Texte à lire:
Vu la procédure suivante :
Procédure contentieuse antérieure :
M. A... C... a demandé au tribunal administratif de Marseille de prononcer la décharge des cotisations supplémentaires d'impôt sur le revenu et de prélèvements sociaux auxquelles il a été assujetti au titre des années 2012 et 2013.
Par un jugement n° 1804082 du 5 mars 2020, le tribunal administratif de Marseille a rejeté sa demande.
Procédure devant la Cour :
Par une requête, enregistrée le 25 juin 2020, et un mémoire complémentaire, enregistré le 17 mai 2022, M. C..., représenté par Me Pointud, demande à la Cour :
1°) d'annuler le jugement du tribunal administratif de Marseille du 5 mars 2020 ;
2°) de prononcer la décharge des cotisations d'impôt sur le revenu et de prélèvements sociaux en litige ;
3°) de mettre à la charge de l'Etat la somme de 5 000 euros en application des dispositions de l'article L. 761-1 du code de justice administrative.

Extraits de données d'annotation par points:
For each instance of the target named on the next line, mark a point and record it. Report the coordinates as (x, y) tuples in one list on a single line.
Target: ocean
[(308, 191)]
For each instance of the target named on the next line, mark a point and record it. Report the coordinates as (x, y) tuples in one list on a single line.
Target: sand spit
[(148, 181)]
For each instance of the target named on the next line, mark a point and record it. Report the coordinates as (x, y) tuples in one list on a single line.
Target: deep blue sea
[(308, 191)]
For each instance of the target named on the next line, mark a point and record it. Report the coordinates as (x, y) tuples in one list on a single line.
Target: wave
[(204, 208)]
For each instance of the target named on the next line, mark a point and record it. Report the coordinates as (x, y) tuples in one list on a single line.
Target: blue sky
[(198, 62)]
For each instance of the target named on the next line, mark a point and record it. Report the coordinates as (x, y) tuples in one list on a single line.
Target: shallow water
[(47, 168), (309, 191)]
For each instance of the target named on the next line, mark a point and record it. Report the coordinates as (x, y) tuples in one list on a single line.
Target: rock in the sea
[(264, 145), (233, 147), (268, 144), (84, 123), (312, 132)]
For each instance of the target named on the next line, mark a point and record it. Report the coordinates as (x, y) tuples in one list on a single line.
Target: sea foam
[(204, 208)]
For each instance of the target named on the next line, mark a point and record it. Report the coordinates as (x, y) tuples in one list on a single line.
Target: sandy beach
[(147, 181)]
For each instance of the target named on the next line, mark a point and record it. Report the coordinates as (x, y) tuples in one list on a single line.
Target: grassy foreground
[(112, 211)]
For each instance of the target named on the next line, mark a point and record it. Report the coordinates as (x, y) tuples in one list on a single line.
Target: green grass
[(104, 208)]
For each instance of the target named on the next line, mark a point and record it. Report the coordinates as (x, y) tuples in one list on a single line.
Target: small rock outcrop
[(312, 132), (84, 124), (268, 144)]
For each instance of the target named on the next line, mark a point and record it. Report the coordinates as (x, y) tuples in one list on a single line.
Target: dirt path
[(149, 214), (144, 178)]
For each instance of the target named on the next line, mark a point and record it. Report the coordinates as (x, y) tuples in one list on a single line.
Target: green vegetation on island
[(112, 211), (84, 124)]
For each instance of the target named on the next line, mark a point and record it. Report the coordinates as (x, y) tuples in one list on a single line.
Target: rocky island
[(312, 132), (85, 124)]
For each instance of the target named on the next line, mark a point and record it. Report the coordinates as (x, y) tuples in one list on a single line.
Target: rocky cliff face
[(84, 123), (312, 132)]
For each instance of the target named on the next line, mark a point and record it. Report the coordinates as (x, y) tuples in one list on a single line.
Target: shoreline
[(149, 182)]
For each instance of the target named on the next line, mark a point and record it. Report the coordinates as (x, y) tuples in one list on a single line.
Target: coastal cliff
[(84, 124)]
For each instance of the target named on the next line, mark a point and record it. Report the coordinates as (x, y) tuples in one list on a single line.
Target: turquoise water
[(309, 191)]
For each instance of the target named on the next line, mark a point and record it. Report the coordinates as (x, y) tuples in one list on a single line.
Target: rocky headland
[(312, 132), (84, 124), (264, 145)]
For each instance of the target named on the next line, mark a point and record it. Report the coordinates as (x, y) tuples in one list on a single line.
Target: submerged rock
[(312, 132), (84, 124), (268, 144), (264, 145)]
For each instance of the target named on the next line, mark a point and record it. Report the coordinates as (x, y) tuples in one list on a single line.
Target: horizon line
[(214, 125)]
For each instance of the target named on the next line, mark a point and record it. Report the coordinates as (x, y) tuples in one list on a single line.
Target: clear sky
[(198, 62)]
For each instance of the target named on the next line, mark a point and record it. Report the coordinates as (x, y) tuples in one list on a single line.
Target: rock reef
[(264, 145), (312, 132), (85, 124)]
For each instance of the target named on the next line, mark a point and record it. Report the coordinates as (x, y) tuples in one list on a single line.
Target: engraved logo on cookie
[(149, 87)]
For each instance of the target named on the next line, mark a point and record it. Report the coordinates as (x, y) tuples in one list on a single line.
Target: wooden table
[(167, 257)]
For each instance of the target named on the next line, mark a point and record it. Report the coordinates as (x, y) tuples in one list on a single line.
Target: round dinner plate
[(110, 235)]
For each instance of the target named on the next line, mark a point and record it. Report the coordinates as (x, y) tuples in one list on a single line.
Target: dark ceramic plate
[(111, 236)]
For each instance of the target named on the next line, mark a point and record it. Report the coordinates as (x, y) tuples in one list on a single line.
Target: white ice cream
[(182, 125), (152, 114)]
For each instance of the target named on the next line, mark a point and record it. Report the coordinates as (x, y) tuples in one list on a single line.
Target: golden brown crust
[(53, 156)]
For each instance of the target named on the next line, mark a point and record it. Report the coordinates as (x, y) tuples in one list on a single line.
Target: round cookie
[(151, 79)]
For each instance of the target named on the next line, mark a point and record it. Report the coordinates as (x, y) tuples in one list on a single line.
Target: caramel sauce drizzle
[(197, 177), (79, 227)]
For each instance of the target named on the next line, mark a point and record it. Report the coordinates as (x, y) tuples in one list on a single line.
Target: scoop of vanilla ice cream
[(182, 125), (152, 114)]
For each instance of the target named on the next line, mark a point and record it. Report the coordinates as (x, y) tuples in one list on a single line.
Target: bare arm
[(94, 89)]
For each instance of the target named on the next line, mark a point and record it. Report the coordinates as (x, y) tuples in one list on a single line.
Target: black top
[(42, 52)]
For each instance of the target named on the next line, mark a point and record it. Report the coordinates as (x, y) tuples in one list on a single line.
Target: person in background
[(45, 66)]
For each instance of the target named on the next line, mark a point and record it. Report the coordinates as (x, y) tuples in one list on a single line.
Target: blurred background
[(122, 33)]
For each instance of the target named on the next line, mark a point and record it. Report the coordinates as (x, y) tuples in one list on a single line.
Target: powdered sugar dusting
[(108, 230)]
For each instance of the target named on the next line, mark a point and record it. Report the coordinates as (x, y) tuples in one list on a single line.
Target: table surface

Tâches:
a) Recopiez mot pour mot les enregistrements, depuis leur première ligne jusqu'à la ligne contenant « [(148, 181)] », celle-ci comprise.
b) Prolongez le texte sur le litige fiscal de M. C... en reprenant juste après sa dernière phrase.
Le texte et les enregistrements n'ont aucun lien entre eux.

Résultats dans l'ordre:
a)
For each instance of the target named on the next line, mark a point and record it. Report the coordinates as (x, y) tuples in one list on a single line.
Target: ocean
[(308, 191)]
For each instance of the target named on the next line, mark a point and record it. Report the coordinates as (x, y) tuples in one list on a single line.
Target: sand spit
[(148, 181)]

b)
Il soutient que :
- il est victime des négligences de ses successeurs au sein de la société D... ;
- l'administration n'a pas mis en œuvre les dispositions de l'article 117 du code général des impôts et a ainsi omis une formalité substantielle pour la désignation du bénéficiaire de revenus distribués par une société et méconnu sa propre doctrine publiée le 20 août 2017 et référencée BOI-RPPM-RCM-10-20-20-40 ;
- il n'était pas maître de l'affaire au sein de la société D...et ni lui, ni sa famille n'ont perçu des revenus réputés distribués par cette société ;
- les revenus considérés comme distribués par l'administration n'existent pas ;
- les impositions supplémentaires mises à sa charge sont manifestement exagérées, l'administration n'ayant pas procédé à une évaluation aussi exacte que possible, justifié du bien-fondé des rehaussements de la société, ni fait connaître la méthode qu'elle a adoptée comme le prescrivent les paragraphes 230 à 270 de l'instruction administrative référencée BOI-RPPM-RCM-10-20.
Par deux mémoires en défense, enregistrés le 5 novembre 2020 et le 8 septembre 2022, le ministre de l'économie, des finances et de la souveraineté industrielle et numérique conclut au rejet de la requête.
Il fait valoir qu'aucun des moyens de la requête n'est fondé.
Un nouveau mémoire présenté pour M. C... et enregistré le 10 octobre 2022, n'a pas été communiqué en application des dispositions de l'article R. 611-1 du code de justice administrative.
Vu les autres pièces du dossier.
Vu :
- le code général des impôts et le livre des procédures fiscales ;
- le code de justice administrative.
Les parties ont été régulièrement averties du jour de l'audience.
Ont été entendus au cours de l'audience publique :
- le rapport de M. E...,
- les conclusions de M. Ury, rapporteur public,
- et les observations de Me Pointud, représentant M. C....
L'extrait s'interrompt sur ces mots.